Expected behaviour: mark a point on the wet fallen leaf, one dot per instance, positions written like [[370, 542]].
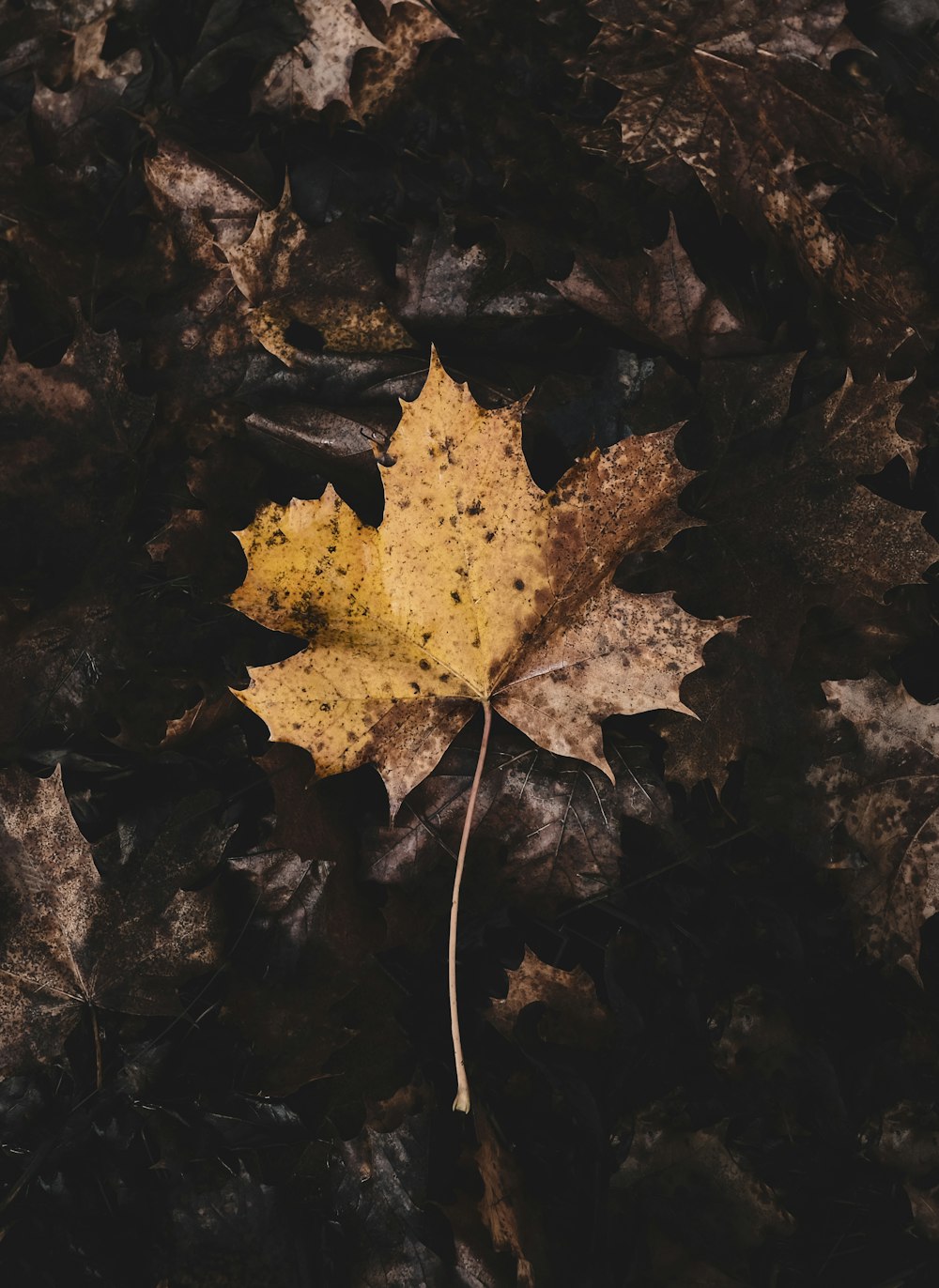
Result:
[[546, 830], [477, 588], [658, 298], [574, 1014], [319, 277], [883, 787], [75, 945]]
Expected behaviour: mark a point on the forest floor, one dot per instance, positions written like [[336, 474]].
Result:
[[699, 997]]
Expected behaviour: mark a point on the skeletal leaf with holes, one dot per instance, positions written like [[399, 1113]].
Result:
[[477, 588]]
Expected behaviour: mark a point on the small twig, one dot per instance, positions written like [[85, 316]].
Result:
[[461, 1101]]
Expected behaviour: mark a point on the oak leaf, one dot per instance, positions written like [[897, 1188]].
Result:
[[317, 71], [477, 588], [881, 786], [71, 942]]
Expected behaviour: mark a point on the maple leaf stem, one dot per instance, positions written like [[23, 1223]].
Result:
[[463, 1101], [98, 1053]]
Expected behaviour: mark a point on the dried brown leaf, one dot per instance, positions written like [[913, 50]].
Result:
[[72, 943]]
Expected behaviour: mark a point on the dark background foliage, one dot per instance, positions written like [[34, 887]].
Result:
[[759, 1105]]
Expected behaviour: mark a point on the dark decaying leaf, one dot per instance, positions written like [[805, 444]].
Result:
[[73, 944], [880, 782], [546, 831]]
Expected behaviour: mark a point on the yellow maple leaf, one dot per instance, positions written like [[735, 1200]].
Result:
[[477, 588]]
──────
Starting at the first of the rows and ending after the line that holds "[[699, 997]]", write the lines out again with "instance" replaced by "object" and everything else unchanged. Leave the pictures out.

## Solution
Expected behaviour: mark a point on the wet fallen leaf, one dot per object, positions written like [[370, 542]].
Result:
[[546, 830], [477, 588], [658, 298], [574, 1014], [319, 277], [883, 787], [75, 945]]
Expected behaviour: mark a point on the forest floor, one dot per object, positions written like [[336, 474]].
Result:
[[699, 997]]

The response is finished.